■ **Exercise description**
Give back only the lines in the records below from the one with "background in the photo above." to the one with "leaf in the photo above.", both inclusive, word for word.

■ **Exercise inputs**
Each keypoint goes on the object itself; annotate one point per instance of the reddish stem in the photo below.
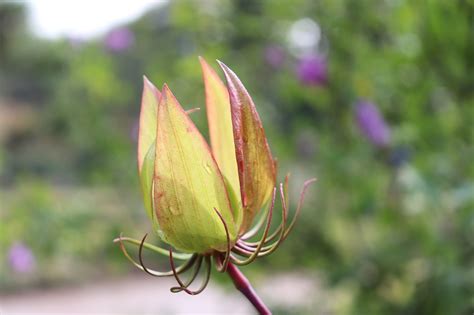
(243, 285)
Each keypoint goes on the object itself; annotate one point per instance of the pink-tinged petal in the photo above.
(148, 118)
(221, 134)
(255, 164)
==
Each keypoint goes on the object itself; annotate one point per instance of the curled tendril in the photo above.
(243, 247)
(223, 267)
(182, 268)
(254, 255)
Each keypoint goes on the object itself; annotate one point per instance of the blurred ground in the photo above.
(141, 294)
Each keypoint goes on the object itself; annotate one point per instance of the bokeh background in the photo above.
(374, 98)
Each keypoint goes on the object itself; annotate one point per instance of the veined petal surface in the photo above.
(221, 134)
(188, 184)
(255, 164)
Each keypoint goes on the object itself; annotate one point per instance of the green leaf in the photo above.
==
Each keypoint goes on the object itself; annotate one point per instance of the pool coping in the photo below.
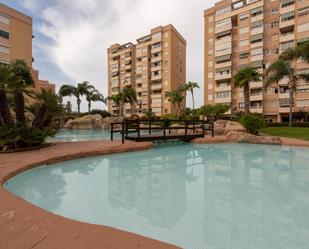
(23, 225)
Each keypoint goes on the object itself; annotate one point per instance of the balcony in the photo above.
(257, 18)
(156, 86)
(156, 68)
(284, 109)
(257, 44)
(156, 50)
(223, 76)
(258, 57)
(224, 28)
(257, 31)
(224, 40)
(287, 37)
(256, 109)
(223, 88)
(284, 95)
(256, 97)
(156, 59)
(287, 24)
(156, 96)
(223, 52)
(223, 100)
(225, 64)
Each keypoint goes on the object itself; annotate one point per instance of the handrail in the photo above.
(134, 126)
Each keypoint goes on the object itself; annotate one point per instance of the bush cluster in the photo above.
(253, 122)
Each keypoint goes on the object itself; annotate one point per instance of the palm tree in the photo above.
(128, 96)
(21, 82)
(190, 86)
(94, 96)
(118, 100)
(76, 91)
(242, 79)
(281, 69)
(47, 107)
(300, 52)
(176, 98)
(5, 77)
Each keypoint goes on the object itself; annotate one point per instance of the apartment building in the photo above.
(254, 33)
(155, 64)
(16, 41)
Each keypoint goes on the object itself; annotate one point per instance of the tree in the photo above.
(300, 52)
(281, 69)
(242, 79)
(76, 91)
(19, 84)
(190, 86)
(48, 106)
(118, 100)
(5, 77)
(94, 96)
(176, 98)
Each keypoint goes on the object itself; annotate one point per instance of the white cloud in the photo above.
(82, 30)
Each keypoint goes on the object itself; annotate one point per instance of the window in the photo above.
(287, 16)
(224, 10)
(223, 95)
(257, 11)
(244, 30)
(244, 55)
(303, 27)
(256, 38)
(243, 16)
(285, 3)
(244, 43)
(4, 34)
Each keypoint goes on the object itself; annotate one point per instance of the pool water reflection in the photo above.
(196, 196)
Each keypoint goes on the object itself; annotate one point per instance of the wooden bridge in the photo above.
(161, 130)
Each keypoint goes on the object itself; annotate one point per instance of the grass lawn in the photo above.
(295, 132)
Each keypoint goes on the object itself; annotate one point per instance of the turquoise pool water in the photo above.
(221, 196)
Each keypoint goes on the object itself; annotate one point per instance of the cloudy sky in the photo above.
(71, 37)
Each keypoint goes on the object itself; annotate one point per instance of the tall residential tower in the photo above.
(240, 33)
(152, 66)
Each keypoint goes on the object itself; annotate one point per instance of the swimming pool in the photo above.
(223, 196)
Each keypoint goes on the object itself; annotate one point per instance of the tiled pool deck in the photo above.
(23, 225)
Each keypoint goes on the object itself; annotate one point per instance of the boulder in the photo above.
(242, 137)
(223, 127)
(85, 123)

■ **Result of the exercise**
Each keypoint goes on the object itself; annotate one point per instance of the bokeh background in the photo above.
(374, 98)
Each keypoint goes on the object itself; annotate one point per instance of the veined petal surface in the photo above.
(221, 134)
(188, 184)
(255, 164)
Each keypoint goes on the object itself; annotate one point per instance of the green leaf in the photo above.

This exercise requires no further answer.